- **PASSAGE FOR REVIEW**:
The 18th birthday of an individual with an intellectual and developmental disability is a time of celebration and cake – along with many legal challenges and opportunities.
From October 2015 to May 2016, a group of 15 families with qualifying low-income levels were guided through the legal process of obtaining guardianship for their children or family members with I/DD. The Arc of the Capital Area’s Guardianship Program provided workshops and assistance over five monthly meetings to navigate the many necessary forms and evaluations.
The Guardianship program transformed the usually expensive, extensive process of obtaining guardianship into one of opportunity and accommodation. Families were connected to pro bono attorneys and low-cost legal resources. For eight of the families who spoke only Spanish, The Arc’s bilingual case managers translated documents, provided one-on-one clarifications, and overcame the language barriers in the legal system.
“The families who go through the program together really get to know each other and are even exchanging phone numbers by the end of the program,” said Kerim Peirce, Manager of Family & Juvenile Transition Services at The Arc of the Capital Area. “The program turns a complex legal process into quite a festive thing.”
When the big court date arrived, the probate judge presided over the courtroom with the parents and an attorney on one side of the room, and the adult dependent (ward) and their attorney ad litem separated on the other side. Stiff with trepidation, many parents couldn’t help but feel uncomfortable by the sea of space that separated them from the child that they were used to always having by their side. Equally nervous, some wards answered questions from the judge while others paced around the courtroom.

- **DATASET EXTRACT**:
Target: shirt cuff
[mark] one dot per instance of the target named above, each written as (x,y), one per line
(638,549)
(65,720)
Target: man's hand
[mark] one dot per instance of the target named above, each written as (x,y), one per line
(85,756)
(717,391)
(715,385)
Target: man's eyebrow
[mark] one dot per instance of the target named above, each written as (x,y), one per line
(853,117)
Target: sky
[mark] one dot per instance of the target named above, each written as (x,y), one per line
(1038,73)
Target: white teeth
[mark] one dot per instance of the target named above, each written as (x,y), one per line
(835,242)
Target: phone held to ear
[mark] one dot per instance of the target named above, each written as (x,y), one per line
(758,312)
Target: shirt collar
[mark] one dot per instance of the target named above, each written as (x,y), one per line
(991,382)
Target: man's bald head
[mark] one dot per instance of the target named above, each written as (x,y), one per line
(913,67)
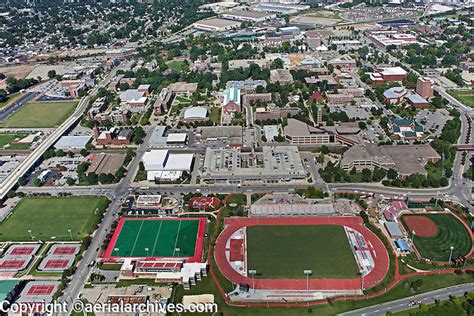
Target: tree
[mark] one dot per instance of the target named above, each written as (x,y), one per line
(325,149)
(51,74)
(84,152)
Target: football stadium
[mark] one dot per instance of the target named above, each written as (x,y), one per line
(157,238)
(318,253)
(435,234)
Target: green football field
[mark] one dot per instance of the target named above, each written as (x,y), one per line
(280,252)
(156,238)
(48,217)
(451,232)
(40,114)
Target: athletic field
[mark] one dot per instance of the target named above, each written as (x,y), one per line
(466,97)
(436,234)
(283,252)
(156,238)
(40,114)
(51,217)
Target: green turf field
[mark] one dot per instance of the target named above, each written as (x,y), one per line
(6,140)
(281,251)
(450,232)
(40,114)
(52,216)
(161,237)
(466,97)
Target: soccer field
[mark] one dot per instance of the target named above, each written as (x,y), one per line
(450,232)
(283,252)
(48,217)
(156,238)
(40,114)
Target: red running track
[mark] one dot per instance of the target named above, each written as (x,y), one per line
(378,251)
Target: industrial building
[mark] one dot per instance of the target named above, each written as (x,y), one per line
(406,159)
(300,133)
(163,165)
(248,16)
(216,25)
(272,165)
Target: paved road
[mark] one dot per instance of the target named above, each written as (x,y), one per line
(116,195)
(29,162)
(18,104)
(403,304)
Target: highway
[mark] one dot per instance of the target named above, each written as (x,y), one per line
(117,195)
(36,154)
(404,303)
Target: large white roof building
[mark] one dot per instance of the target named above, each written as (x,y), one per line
(160,164)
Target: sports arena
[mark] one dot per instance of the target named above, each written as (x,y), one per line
(157,239)
(317,254)
(204,203)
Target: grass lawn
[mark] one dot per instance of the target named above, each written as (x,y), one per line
(160,237)
(178,66)
(466,97)
(52,216)
(451,232)
(6,140)
(40,114)
(11,97)
(215,115)
(300,247)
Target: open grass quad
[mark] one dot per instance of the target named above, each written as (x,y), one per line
(449,232)
(40,115)
(284,252)
(49,217)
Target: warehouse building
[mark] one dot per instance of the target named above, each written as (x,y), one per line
(216,25)
(163,165)
(272,165)
(248,16)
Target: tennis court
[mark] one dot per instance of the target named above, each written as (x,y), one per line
(157,238)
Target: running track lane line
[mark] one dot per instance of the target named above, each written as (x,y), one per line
(156,239)
(136,239)
(177,237)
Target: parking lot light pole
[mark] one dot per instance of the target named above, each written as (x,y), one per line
(252,273)
(451,253)
(307,273)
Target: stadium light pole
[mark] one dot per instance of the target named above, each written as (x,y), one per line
(252,273)
(451,253)
(307,273)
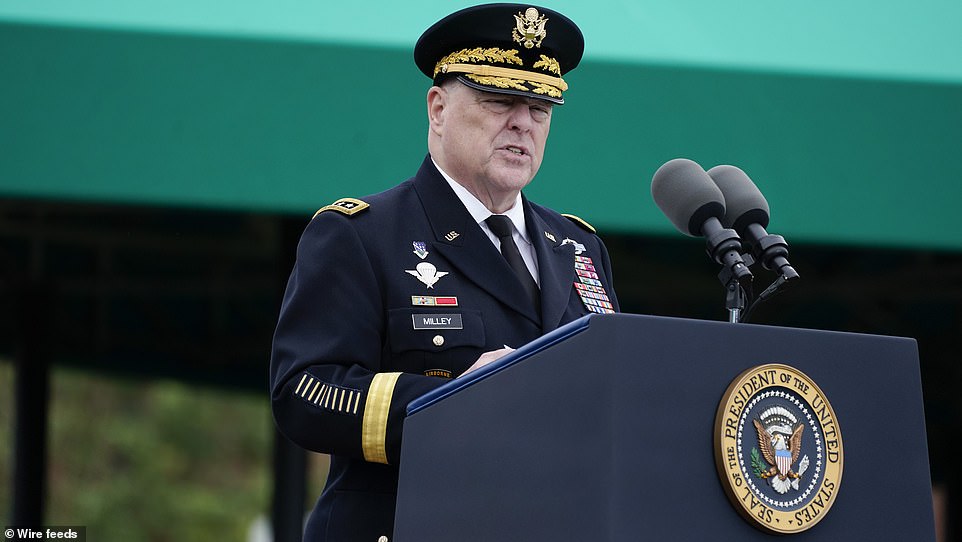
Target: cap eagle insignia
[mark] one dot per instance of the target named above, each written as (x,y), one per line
(780,445)
(529,28)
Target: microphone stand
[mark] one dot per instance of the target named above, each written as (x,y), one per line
(723,246)
(735,295)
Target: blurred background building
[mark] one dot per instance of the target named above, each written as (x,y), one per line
(158,161)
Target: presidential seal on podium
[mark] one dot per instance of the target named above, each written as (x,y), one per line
(778,449)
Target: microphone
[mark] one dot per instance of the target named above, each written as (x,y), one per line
(696,206)
(746,211)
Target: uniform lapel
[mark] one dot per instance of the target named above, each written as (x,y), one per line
(556,267)
(460,240)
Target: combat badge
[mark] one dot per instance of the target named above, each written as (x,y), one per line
(778,449)
(426,273)
(420,249)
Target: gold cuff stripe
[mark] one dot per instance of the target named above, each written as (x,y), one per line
(495,71)
(377,406)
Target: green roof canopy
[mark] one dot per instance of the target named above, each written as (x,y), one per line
(847,115)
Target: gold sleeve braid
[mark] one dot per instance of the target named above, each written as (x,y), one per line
(377,406)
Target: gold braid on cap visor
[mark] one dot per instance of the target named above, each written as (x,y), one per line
(504,77)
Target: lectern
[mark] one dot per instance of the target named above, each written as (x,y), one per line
(608,429)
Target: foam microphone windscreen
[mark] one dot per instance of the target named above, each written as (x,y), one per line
(687,195)
(744,202)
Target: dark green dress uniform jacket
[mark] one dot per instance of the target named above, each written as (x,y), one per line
(348,355)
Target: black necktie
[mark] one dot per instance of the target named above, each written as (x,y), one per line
(502,228)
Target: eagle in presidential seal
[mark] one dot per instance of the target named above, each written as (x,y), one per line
(778,448)
(780,442)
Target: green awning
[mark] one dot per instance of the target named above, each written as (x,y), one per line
(848,116)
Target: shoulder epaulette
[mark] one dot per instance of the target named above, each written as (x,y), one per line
(346,206)
(580,222)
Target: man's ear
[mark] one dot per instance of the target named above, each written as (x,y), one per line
(437,97)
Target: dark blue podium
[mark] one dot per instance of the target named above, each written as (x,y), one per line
(602,431)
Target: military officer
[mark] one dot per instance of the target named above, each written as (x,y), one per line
(395,293)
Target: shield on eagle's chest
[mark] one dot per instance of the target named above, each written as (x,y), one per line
(783,460)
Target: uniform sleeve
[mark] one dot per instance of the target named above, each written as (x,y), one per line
(329,390)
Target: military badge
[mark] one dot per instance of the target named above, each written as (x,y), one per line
(778,449)
(579,248)
(434,301)
(529,28)
(427,273)
(420,249)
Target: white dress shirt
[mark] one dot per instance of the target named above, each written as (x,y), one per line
(480,213)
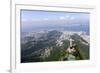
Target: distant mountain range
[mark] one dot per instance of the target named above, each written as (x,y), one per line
(74,27)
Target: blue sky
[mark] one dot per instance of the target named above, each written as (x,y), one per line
(31,18)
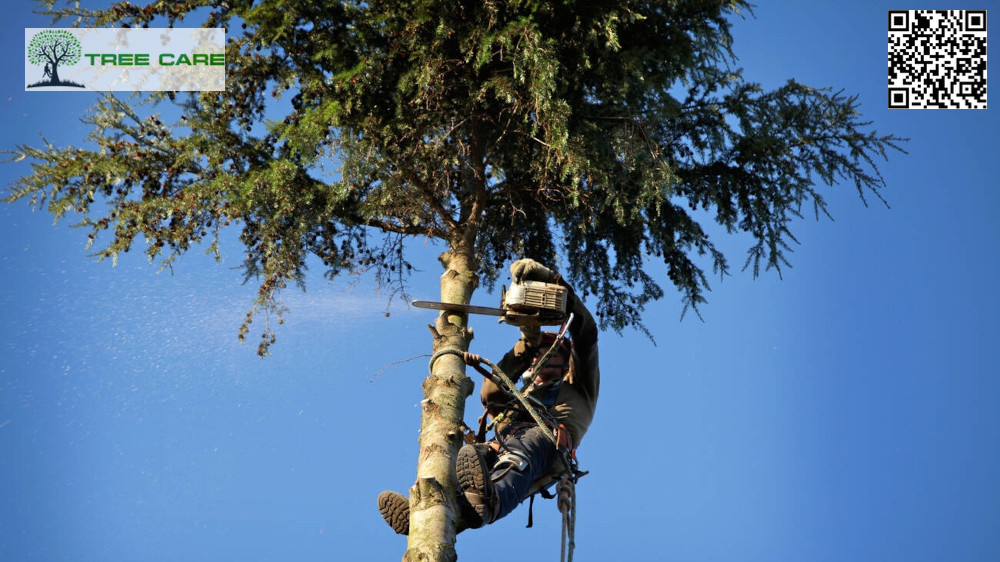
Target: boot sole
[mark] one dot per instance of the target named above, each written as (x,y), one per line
(473,477)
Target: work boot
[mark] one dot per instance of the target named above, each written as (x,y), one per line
(395,509)
(478,488)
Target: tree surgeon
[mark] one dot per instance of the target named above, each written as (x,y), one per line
(496,476)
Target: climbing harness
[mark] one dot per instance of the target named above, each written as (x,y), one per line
(566,487)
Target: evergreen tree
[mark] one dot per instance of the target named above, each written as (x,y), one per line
(589,130)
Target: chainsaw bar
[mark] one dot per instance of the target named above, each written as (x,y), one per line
(464,308)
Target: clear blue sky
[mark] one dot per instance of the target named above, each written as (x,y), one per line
(846,412)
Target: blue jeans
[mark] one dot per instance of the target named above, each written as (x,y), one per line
(512,486)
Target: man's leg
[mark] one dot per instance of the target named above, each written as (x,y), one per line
(528,457)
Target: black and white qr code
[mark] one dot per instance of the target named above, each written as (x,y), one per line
(937,59)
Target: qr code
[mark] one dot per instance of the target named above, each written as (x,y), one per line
(937,59)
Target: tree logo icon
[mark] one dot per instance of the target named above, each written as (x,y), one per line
(53,48)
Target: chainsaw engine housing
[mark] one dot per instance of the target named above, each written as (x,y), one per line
(535,303)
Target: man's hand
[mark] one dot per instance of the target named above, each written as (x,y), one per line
(530,270)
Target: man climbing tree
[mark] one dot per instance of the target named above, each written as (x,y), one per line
(524,455)
(588,130)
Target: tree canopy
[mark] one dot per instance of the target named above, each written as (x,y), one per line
(598,136)
(589,130)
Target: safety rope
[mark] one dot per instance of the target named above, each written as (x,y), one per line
(566,489)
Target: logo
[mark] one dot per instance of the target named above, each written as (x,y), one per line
(131,60)
(54,48)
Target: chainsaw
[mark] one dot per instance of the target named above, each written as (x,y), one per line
(526,303)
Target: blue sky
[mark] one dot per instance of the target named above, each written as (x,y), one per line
(845,412)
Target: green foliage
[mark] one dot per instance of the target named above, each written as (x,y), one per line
(587,130)
(54,46)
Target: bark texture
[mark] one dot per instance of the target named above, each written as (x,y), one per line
(433,509)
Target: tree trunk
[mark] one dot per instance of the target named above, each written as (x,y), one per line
(433,509)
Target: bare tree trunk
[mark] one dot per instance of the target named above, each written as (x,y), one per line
(433,509)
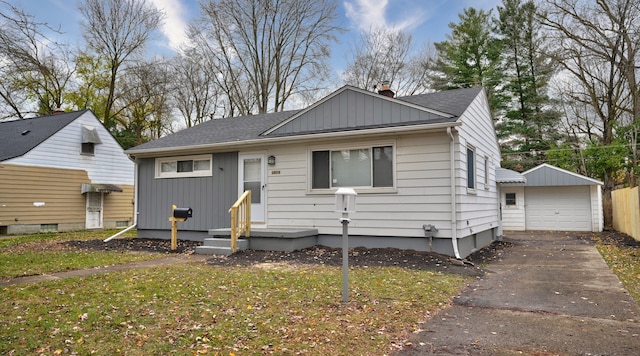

- **TASK DETAILS**:
Extend the guardianship program article from the point at which it stops, following the court hearing onward.

- **REPLY TO THE EXERCISE**:
“The process reaffirms the family’s commitment to care in both a familial sense and in legal terms,” Kerim said. “They are there to protect that person for the rest of their life.”
So what does legal guardianship entail, and why is it necessary? It all comes down to rights and decision-making.
Without guardianship, individuals with disabilities could be left financially, medically, and legally responsible for actions they may not understand or intend to happen. The guardianship of the ward indicates the guardian’s decision-making parameters pertaining to housing, health care, employment, contractual agreements, and finances. In times of medical emergencies, many families unexpectedly realize that their lack of guardianship limits them from being with their child or making decisions on their behalf. For example, guardian status can be necessary for parents to obtain health records under compliance with HIPAA (Health Insurance Portability and Accountability Act).
We are very proud of these 15 families who successfully obtained guardianship of their loved ones with I/DD this past May. The Arc’s Guardianship Program has big plans for another season of guidance and opportunities for less restrictive guardianship alternatives such as supported decision-making that will be explored in our next blog post.